### Problem requirements
Give back every one of the records below word for word, omitting the pictures.

:: Records for the exercise

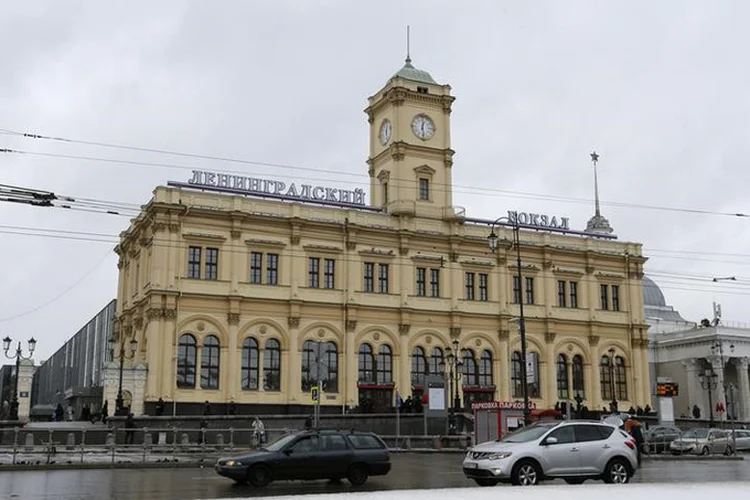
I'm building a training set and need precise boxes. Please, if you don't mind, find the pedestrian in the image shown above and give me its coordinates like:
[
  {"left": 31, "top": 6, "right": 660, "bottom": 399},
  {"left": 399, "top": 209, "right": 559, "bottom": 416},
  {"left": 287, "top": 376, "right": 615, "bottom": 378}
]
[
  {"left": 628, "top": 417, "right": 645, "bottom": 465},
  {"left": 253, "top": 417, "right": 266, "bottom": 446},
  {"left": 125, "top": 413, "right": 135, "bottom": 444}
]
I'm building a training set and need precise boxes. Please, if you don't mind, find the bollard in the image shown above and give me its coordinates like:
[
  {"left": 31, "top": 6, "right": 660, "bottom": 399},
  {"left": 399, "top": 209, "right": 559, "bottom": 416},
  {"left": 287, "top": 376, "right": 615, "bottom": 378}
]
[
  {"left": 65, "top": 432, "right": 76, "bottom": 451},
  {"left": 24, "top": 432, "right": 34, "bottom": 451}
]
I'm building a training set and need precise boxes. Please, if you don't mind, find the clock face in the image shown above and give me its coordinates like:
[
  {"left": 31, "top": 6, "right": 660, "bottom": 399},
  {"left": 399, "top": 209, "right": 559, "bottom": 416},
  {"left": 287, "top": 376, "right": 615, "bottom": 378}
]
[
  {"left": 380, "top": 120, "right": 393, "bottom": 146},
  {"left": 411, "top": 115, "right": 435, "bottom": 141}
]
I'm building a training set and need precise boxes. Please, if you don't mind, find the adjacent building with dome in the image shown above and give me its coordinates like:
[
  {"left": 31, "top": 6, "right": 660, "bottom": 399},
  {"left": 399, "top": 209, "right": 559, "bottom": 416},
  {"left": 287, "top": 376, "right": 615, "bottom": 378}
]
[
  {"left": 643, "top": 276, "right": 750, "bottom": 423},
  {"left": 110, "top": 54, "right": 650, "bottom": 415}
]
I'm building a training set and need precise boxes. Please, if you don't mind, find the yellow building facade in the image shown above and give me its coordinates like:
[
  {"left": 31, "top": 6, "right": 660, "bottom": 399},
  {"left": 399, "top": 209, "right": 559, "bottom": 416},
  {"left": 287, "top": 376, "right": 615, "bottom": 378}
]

::::

### Exercise answer
I'm building a training set and need precise boxes. Please, if you don't mind, find the pedestrian in the image shown above and give me its coordinates like:
[
  {"left": 31, "top": 6, "right": 660, "bottom": 399},
  {"left": 399, "top": 209, "right": 559, "bottom": 416},
  {"left": 287, "top": 376, "right": 615, "bottom": 378}
]
[
  {"left": 628, "top": 417, "right": 645, "bottom": 465},
  {"left": 253, "top": 417, "right": 266, "bottom": 446},
  {"left": 125, "top": 413, "right": 135, "bottom": 444}
]
I'm building a training set and need precise boxes. Please, if you don't mind, find the bollard in the image shown above and give me its coordinates like:
[
  {"left": 31, "top": 6, "right": 660, "bottom": 399},
  {"left": 399, "top": 209, "right": 559, "bottom": 416},
  {"left": 287, "top": 376, "right": 615, "bottom": 378}
]
[
  {"left": 65, "top": 432, "right": 76, "bottom": 451},
  {"left": 24, "top": 432, "right": 34, "bottom": 451}
]
I'm building a training set and need precise boxes. Please, if you don't mind, find the clock face in the image shown above and give me its coordinates like:
[
  {"left": 31, "top": 6, "right": 660, "bottom": 399},
  {"left": 399, "top": 209, "right": 559, "bottom": 416},
  {"left": 287, "top": 376, "right": 615, "bottom": 378}
]
[
  {"left": 380, "top": 120, "right": 393, "bottom": 146},
  {"left": 411, "top": 115, "right": 435, "bottom": 141}
]
I'm building a training set and need precise boxes. Please, if you don't mind, find the adjacent building with dome in the image shown above and give me its coordinates like:
[
  {"left": 31, "top": 6, "right": 660, "bottom": 399},
  {"left": 399, "top": 209, "right": 559, "bottom": 416},
  {"left": 287, "top": 376, "right": 615, "bottom": 378}
]
[
  {"left": 643, "top": 276, "right": 750, "bottom": 423},
  {"left": 110, "top": 54, "right": 650, "bottom": 415}
]
I'm building a training set and need precise boxes. Please, if you don't mind, find the yellow building facade in the image shown above and give me its coordinates like:
[
  {"left": 31, "top": 6, "right": 660, "bottom": 399},
  {"left": 399, "top": 209, "right": 559, "bottom": 416},
  {"left": 287, "top": 376, "right": 615, "bottom": 378}
]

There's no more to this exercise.